RECORD EXTRACTS Start Marker

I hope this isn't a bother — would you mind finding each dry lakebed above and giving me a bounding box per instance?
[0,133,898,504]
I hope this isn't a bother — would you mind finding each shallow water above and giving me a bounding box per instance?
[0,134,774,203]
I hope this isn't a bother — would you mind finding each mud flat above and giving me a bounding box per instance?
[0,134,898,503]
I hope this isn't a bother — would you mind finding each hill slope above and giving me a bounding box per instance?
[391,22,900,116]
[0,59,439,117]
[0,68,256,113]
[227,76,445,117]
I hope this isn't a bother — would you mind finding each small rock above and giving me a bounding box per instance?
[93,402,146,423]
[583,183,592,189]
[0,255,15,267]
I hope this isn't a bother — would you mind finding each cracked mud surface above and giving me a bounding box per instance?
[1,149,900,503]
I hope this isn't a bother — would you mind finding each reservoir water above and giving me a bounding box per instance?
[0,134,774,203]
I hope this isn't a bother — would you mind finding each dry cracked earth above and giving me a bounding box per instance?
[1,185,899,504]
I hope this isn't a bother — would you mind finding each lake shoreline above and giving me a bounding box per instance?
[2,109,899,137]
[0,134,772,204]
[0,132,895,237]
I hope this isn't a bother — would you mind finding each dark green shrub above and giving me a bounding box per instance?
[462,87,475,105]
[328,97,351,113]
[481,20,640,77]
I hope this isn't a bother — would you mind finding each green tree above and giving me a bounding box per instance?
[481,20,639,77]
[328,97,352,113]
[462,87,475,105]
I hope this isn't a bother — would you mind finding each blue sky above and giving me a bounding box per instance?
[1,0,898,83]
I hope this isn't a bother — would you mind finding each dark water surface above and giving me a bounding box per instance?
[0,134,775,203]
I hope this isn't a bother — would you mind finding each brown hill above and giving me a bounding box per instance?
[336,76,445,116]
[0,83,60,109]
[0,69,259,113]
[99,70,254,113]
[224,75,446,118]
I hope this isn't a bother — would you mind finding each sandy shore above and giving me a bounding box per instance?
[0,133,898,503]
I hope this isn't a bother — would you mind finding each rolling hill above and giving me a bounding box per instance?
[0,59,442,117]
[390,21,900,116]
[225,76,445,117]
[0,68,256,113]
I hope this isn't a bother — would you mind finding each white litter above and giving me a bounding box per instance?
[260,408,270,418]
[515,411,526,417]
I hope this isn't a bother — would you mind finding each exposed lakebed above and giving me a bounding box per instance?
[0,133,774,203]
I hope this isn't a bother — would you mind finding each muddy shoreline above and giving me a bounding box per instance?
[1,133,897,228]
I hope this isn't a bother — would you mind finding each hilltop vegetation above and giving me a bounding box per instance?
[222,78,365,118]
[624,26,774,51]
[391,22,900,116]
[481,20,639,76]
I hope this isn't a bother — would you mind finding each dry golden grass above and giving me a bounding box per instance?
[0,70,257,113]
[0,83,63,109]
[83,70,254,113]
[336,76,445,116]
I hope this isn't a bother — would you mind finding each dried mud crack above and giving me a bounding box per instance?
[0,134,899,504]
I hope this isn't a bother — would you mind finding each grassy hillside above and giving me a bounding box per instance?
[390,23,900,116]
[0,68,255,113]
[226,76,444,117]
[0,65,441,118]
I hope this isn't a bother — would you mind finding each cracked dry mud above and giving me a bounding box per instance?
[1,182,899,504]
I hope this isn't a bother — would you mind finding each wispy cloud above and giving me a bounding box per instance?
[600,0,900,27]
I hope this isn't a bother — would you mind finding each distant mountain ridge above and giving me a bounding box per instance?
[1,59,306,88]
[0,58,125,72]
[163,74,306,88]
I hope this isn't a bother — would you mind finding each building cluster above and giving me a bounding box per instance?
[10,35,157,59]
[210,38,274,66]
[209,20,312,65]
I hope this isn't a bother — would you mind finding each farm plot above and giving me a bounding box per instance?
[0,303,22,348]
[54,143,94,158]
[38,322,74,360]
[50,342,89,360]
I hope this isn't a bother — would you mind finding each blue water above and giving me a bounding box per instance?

RECORD EXTRACTS End Marker

-- PROBLEM STATEMENT --
Set down the full listing once more, exactly as written.

-- RESULT FOR THIS EXERCISE --
I hope this isn't a bother — would you mind finding each dry lakebed above and giving me a bounding box per instance?
[0,133,898,504]
I hope this isn't a bother — would you mind finding each shallow water above and giving me a bounding box per instance?
[0,134,774,203]
I hope this isn't a bother — would you mind finding each mud flat above and giving me a bounding box per instance?
[0,134,898,503]
I hope this isn't a bother — would you mind finding each hill slope above and giving me a bounding box per instance?
[391,22,900,116]
[0,59,439,117]
[0,68,256,113]
[227,76,445,117]
I hope this isn't a bother — would you mind finding each small rock above and giving me a bounding box per instance?
[93,402,146,423]
[583,183,592,189]
[0,255,15,267]
I hope this isn't a bother — would you mind finding each cracked mud surface above and giving me a bounding box per instance?
[1,149,900,503]
I hope this isn't a bother — would you mind finding each reservoir water above and giving me a bounding box per instance?
[0,134,774,203]
I hope this isn't a bother — would you mind finding each dry cracked earth above and giving me a bounding box per instance?
[1,185,899,504]
I hope this isn't a bother — would you mind finding each lake shoreline above and giving me a bounding box per instance?
[2,109,899,137]
[0,134,772,204]
[0,132,895,237]
I hope this isn't a bother — would you mind finding each dark green shrub above and giving me a bounding box per instance?
[462,87,475,105]
[328,97,351,113]
[481,20,640,77]
I hope this isn't a bother — would you mind finding each green tree above and giving me a bounding box per instance?
[481,20,639,77]
[328,97,352,113]
[462,87,475,105]
I hope this isn't a bother — would you mind finding each blue sky above and giving me a bounding box per instance?
[1,0,898,83]
I hope this isn't a bother — would you mind finding each dark water surface above and giving me a bounding box per instance?
[0,134,775,203]
I hope this isn't a bother — would you mind finding each brown hill above and giving me a bounding box per instance?
[336,76,445,116]
[0,83,60,109]
[0,69,259,113]
[99,70,254,113]
[224,75,446,118]
I hope this isn't a bother — would you mind finding each sandy shore above and giving me a bounding box per instance?
[0,133,898,503]
I hope this isn't a bother — would you mind finding each rolling hill above and giving me a bounding box per instance?
[0,59,442,117]
[390,21,900,116]
[225,76,445,117]
[0,68,256,113]
I hope this isn't a bother — would you mind finding each white litter above and giving me a bounding box per instance?
[260,408,270,418]
[515,411,526,417]
I hope this isn't a bother — would you mind finding each exposed lakebed above and giving me a bounding box per instance?
[0,133,774,203]
I hope this isn't a bother — would you mind finding each muddy shoreline above and giving me a bounding box per instance?
[1,133,897,228]
I hope this isn't a bother — would you mind finding each hilltop vegetation above and giving me a bounding box per instance?
[222,78,365,118]
[624,26,774,51]
[391,22,900,116]
[481,20,639,76]
I hope this isn't a bother — would you mind finding each dry golden grass above and giving me a bounding box per instance?
[0,70,257,113]
[0,83,63,109]
[83,70,254,113]
[336,76,445,116]
I hope this isn't a bother — would you mind finding each dried mud crack above and giving me a bounding box per instance?
[0,134,899,504]
I hope this isn't a bother — would you mind finding each grassy hillside above and giving me a bounding box per instance?
[390,23,900,116]
[0,68,255,113]
[226,76,444,117]
[0,65,441,118]
I hope this isn't a bother — would you mind finding each cracked dry mud above and giving me a bounding box per instance?
[1,182,899,504]
I hope this isn't a bother — would you mind finding each wispy cloud above and giving me a bounding box per instance?
[600,0,900,27]
I hope this isn't a bother — would you mind finding each distant mountain ridge above and giving me a bounding box per instance?
[1,59,306,88]
[0,58,125,72]
[163,74,306,88]
I hope this isn't a bother — would you mind finding each building cluster above and giving me a bounding box per instance?
[10,35,157,59]
[210,38,274,66]
[209,20,312,65]
I hope this isn't a bother — would you mind finding each farm plot above and giving me a bounding box per instance?
[0,303,22,348]
[54,143,94,158]
[38,322,74,360]
[50,342,89,360]
I hope this isn't a bother — would you mind finding each blue water above and giving me a bounding box per instance?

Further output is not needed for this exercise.